Object point labels:
- - -

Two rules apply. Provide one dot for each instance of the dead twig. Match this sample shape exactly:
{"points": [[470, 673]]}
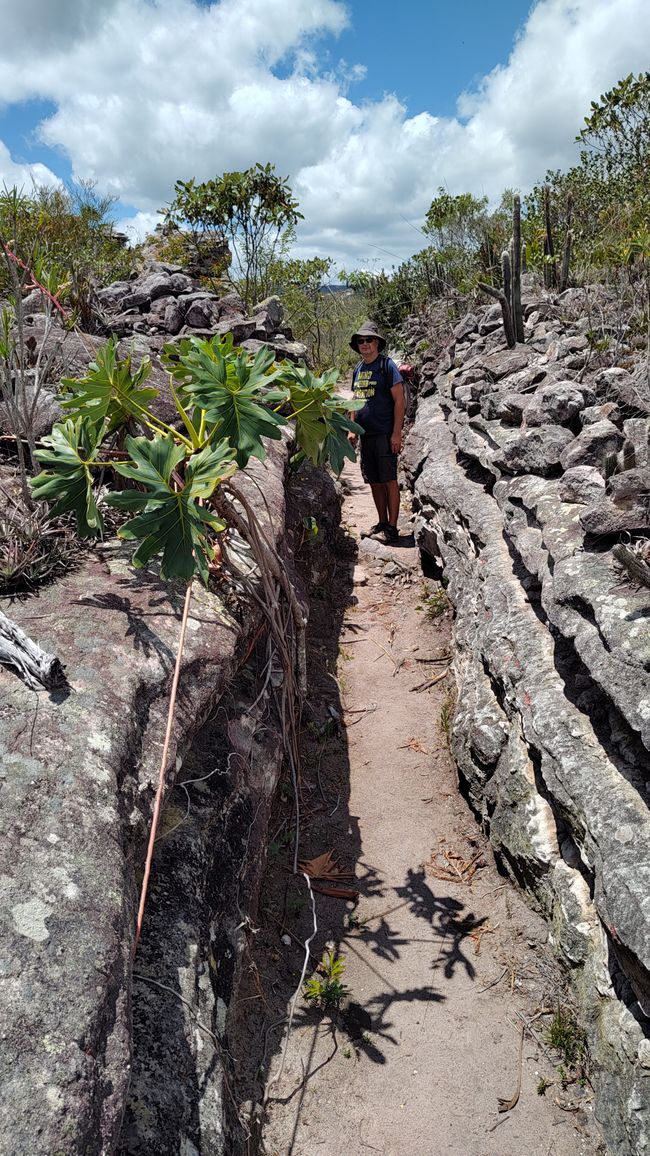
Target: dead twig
{"points": [[430, 682], [507, 1105]]}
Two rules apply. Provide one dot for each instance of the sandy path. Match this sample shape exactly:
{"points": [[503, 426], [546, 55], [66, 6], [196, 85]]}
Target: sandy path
{"points": [[437, 970]]}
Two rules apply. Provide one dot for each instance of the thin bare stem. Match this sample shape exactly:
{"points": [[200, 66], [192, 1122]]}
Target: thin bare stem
{"points": [[160, 791]]}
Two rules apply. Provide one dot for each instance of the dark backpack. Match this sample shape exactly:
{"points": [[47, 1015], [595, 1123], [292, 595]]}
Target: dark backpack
{"points": [[406, 373]]}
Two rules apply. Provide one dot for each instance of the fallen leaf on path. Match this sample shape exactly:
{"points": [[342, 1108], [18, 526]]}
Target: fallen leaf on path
{"points": [[414, 743], [324, 866], [453, 868], [507, 1105], [337, 893], [430, 682]]}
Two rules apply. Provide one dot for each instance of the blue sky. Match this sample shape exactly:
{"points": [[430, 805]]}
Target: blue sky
{"points": [[368, 106], [430, 52]]}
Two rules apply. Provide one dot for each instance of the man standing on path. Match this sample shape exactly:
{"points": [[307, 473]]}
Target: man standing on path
{"points": [[377, 380]]}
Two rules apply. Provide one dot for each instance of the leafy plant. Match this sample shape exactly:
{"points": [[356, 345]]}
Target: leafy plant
{"points": [[435, 602], [567, 1037], [325, 987], [34, 548], [226, 404], [447, 717]]}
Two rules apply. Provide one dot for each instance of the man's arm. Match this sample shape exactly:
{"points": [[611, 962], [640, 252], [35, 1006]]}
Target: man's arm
{"points": [[397, 392]]}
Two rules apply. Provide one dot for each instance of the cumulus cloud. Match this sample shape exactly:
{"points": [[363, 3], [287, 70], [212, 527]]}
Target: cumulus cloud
{"points": [[149, 91], [23, 177]]}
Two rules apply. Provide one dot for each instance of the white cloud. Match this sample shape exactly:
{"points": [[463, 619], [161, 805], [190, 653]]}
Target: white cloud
{"points": [[23, 177], [149, 91]]}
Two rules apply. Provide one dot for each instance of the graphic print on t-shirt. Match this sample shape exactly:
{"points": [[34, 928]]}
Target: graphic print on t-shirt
{"points": [[364, 385]]}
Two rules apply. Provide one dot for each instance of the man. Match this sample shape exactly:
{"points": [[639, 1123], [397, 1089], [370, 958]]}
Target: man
{"points": [[377, 380]]}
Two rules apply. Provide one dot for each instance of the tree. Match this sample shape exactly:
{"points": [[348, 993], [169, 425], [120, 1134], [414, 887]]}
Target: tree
{"points": [[617, 135], [466, 238], [239, 219]]}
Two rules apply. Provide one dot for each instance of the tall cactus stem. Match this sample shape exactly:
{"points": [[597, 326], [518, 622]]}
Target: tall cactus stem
{"points": [[517, 315], [548, 249], [507, 273], [566, 260]]}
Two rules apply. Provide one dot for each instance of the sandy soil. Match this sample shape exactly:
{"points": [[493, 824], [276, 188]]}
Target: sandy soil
{"points": [[448, 969]]}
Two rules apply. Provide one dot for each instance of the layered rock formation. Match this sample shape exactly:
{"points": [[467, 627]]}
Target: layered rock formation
{"points": [[159, 306], [78, 776], [527, 465]]}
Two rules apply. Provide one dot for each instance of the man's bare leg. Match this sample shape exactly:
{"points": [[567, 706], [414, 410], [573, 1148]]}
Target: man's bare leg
{"points": [[381, 499], [392, 502]]}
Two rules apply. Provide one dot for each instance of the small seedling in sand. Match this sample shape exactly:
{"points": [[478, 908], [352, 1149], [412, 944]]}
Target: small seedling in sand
{"points": [[325, 987]]}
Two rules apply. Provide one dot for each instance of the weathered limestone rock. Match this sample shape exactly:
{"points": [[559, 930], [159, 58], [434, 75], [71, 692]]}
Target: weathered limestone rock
{"points": [[552, 726], [582, 483], [626, 506], [536, 451], [76, 802], [592, 445], [558, 402]]}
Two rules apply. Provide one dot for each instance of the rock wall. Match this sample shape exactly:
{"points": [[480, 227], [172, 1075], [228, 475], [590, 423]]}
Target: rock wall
{"points": [[511, 460]]}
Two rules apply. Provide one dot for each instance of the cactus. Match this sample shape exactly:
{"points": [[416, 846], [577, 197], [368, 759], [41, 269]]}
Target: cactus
{"points": [[508, 327], [516, 290], [507, 272], [549, 268], [566, 260], [611, 464]]}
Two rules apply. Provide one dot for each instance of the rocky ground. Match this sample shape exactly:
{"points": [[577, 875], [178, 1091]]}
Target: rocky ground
{"points": [[447, 969]]}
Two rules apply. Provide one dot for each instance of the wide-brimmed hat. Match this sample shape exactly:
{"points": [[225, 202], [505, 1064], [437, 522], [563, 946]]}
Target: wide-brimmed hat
{"points": [[368, 330]]}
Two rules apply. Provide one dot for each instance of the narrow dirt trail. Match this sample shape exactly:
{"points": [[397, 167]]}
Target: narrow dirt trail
{"points": [[441, 953]]}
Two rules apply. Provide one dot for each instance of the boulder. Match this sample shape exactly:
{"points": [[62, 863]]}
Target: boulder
{"points": [[558, 402], [592, 445], [583, 484], [626, 506], [536, 451]]}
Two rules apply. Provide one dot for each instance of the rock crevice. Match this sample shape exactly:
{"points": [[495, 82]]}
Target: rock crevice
{"points": [[519, 462]]}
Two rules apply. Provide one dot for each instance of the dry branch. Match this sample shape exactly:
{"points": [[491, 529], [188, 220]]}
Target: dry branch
{"points": [[35, 666]]}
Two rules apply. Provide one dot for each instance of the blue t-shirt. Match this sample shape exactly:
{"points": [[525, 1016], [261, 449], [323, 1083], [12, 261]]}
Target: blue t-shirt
{"points": [[374, 383]]}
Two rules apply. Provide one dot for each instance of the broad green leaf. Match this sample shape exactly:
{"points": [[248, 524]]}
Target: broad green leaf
{"points": [[171, 519], [110, 391], [66, 480], [322, 427], [230, 387]]}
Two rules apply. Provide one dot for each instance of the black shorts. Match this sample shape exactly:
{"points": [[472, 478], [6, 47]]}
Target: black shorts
{"points": [[378, 464]]}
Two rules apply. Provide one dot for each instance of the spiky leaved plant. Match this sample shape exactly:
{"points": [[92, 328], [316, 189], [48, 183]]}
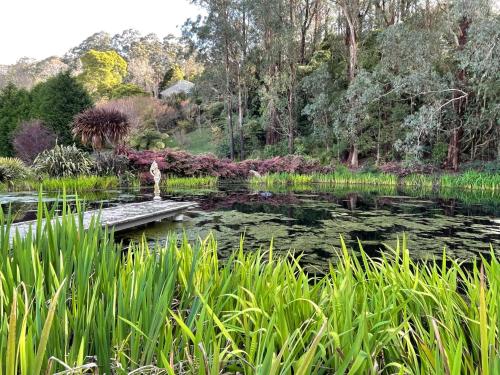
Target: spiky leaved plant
{"points": [[99, 126]]}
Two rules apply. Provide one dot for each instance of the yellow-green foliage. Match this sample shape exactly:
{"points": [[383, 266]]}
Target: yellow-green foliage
{"points": [[102, 72], [12, 169], [74, 184], [72, 299], [467, 180], [190, 182]]}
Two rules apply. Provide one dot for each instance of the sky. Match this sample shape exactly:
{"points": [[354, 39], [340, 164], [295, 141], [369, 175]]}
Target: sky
{"points": [[43, 28]]}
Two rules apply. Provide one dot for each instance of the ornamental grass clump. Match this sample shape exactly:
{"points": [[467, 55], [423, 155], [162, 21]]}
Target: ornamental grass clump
{"points": [[12, 169], [73, 301], [100, 126], [63, 161]]}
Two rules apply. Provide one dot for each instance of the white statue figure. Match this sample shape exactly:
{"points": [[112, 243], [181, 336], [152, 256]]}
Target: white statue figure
{"points": [[155, 172]]}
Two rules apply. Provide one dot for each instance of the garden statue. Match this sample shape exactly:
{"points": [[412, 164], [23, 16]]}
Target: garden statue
{"points": [[155, 172]]}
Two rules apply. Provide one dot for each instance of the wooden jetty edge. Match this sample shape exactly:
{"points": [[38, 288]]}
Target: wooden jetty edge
{"points": [[121, 217]]}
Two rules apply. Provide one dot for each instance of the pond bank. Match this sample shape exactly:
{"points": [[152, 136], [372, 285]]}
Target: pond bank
{"points": [[467, 180], [179, 308]]}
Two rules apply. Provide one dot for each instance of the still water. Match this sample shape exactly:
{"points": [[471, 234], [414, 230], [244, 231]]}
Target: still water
{"points": [[312, 219]]}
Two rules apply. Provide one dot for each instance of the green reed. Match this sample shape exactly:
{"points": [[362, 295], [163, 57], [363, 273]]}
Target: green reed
{"points": [[467, 180], [189, 182], [73, 301], [80, 183]]}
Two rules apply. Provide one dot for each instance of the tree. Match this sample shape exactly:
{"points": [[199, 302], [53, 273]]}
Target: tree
{"points": [[56, 101], [14, 108], [125, 90], [102, 72], [31, 138], [100, 41]]}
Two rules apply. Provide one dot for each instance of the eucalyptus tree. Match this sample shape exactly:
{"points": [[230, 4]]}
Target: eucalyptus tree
{"points": [[215, 39]]}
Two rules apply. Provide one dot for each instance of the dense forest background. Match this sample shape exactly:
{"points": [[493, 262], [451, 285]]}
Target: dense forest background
{"points": [[354, 81]]}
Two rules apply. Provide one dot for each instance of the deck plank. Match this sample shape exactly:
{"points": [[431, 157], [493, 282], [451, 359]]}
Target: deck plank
{"points": [[121, 217]]}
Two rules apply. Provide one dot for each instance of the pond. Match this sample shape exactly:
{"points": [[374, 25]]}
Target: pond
{"points": [[310, 220]]}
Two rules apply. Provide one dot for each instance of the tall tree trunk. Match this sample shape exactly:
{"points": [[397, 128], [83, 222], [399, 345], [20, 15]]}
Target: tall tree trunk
{"points": [[230, 127], [229, 104], [454, 145], [454, 148], [353, 159], [352, 70], [240, 115]]}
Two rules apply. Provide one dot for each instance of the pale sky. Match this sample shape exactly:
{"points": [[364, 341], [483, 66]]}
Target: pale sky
{"points": [[43, 28]]}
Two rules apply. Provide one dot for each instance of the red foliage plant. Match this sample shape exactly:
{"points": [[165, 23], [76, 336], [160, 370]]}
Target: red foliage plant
{"points": [[181, 163], [32, 138]]}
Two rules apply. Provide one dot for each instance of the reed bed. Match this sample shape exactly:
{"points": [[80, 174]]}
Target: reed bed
{"points": [[190, 182], [74, 184], [72, 301], [472, 180], [340, 177], [467, 180]]}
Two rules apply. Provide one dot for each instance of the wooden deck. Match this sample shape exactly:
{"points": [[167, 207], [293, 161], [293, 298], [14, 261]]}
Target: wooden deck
{"points": [[124, 216]]}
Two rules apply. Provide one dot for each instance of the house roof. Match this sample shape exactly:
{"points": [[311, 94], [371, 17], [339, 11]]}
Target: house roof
{"points": [[181, 86]]}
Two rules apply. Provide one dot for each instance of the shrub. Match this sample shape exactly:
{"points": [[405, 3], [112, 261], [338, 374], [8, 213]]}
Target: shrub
{"points": [[149, 140], [12, 169], [63, 161], [181, 163], [110, 164], [98, 126], [32, 138]]}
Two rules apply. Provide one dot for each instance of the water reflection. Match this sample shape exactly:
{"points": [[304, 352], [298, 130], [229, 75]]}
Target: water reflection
{"points": [[311, 220]]}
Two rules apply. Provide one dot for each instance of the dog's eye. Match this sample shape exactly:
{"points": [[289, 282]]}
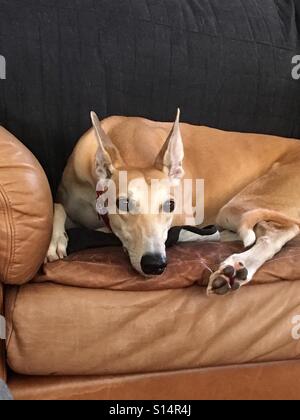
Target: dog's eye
{"points": [[123, 204], [169, 206]]}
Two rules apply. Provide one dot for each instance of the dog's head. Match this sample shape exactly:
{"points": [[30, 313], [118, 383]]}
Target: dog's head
{"points": [[141, 204]]}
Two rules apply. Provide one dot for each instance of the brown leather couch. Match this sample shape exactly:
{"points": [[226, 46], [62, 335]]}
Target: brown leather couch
{"points": [[65, 341]]}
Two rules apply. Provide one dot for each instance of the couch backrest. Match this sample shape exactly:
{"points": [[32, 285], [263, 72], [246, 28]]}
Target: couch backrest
{"points": [[227, 64]]}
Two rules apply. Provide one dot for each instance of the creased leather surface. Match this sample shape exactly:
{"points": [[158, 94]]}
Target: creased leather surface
{"points": [[109, 268], [272, 381], [25, 212], [227, 64], [59, 330], [2, 345]]}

- - -

WHAT YOU SHOULD DO -
All lines from the one with "of the couch" through the final line above are to be quoted exactly; quote no other line.

FINAL RESULT -
Two rules apply. Provide one dot for each instance of the couch backrest. Match this sample shape exactly:
{"points": [[32, 285], [263, 72], [246, 28]]}
Target: couch backrest
{"points": [[227, 64]]}
Two rules apply. Provide one dot for each instance of the creased leather surface. Match this sample shape exactly:
{"points": [[158, 94]]}
Target: creased leather surface
{"points": [[109, 268], [272, 381], [25, 212], [227, 64], [59, 330], [2, 345]]}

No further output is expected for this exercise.